PROBLEM DETAILS: Rewrite every one of the lines below, scaling each answer coordinate by 1.8 and rounding it to a whole number, with halves rounded up, while every other number stays as it is. Omit the pictures.

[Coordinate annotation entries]
******************************
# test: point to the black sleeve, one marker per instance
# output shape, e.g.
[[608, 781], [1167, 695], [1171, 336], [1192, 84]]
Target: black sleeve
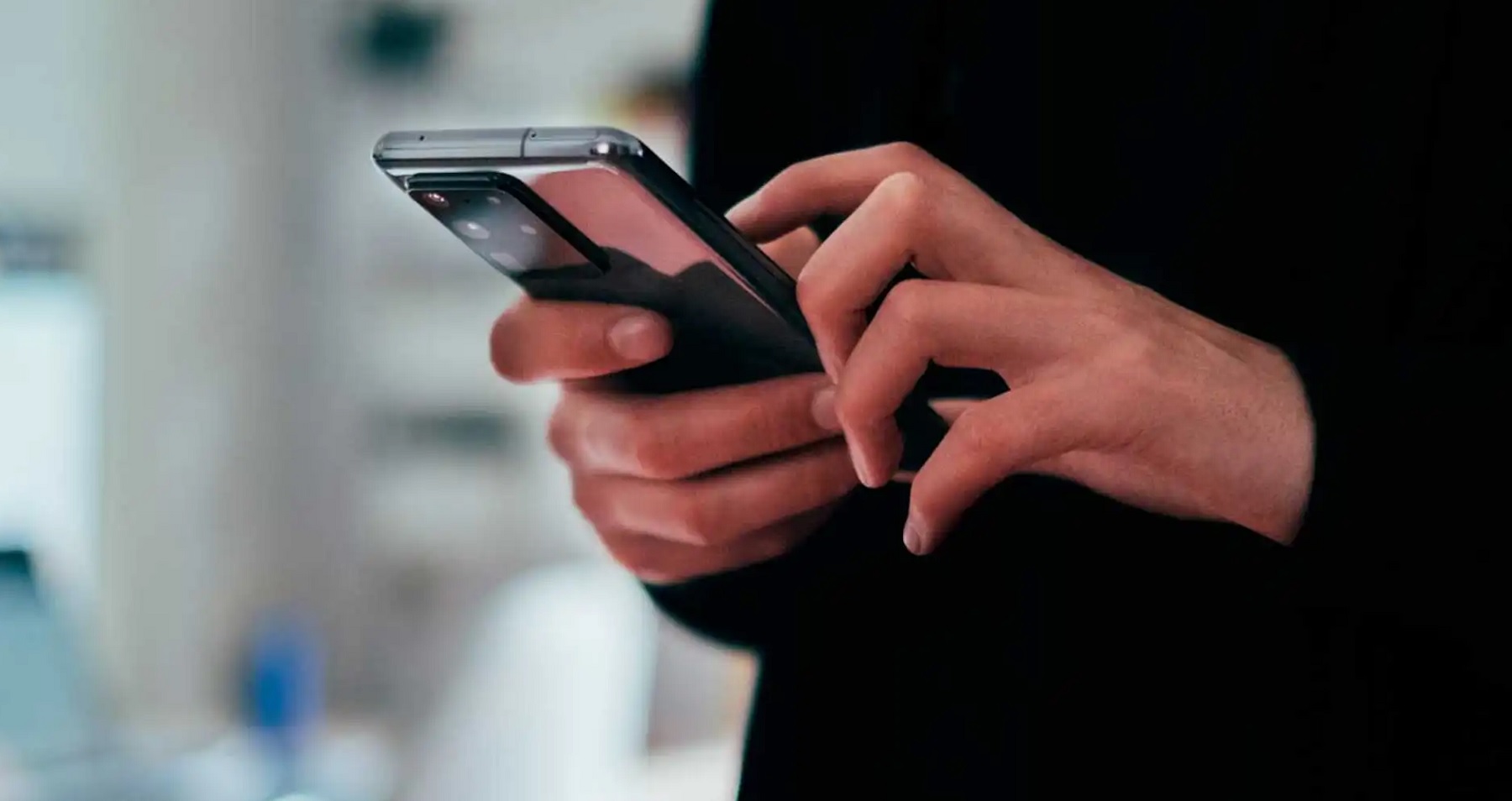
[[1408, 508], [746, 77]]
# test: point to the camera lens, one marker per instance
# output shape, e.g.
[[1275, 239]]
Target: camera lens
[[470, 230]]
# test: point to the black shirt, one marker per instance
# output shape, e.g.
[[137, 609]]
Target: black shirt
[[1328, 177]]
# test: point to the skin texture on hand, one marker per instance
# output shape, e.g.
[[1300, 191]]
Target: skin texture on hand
******************************
TASK OUTPUT:
# test: point to the black sleeve, one marker per instance
# output shape, e.g.
[[608, 781], [1167, 695], [1171, 336], [1192, 84]]
Target: black sleeve
[[2534, 914], [1343, 139]]
# test: point to the camera lens, one marker per instance
# output shape, e.g.
[[1275, 239]]
Target: camera lens
[[846, 414]]
# test: point to the black shirt, one marker per instance
# output shape, e.g.
[[137, 609]]
Target: black shirt
[[2390, 319]]
# test: point to the skin texture on hand, one marker per instance
# output shape, e.g.
[[1300, 191]]
Target: skin texture on hand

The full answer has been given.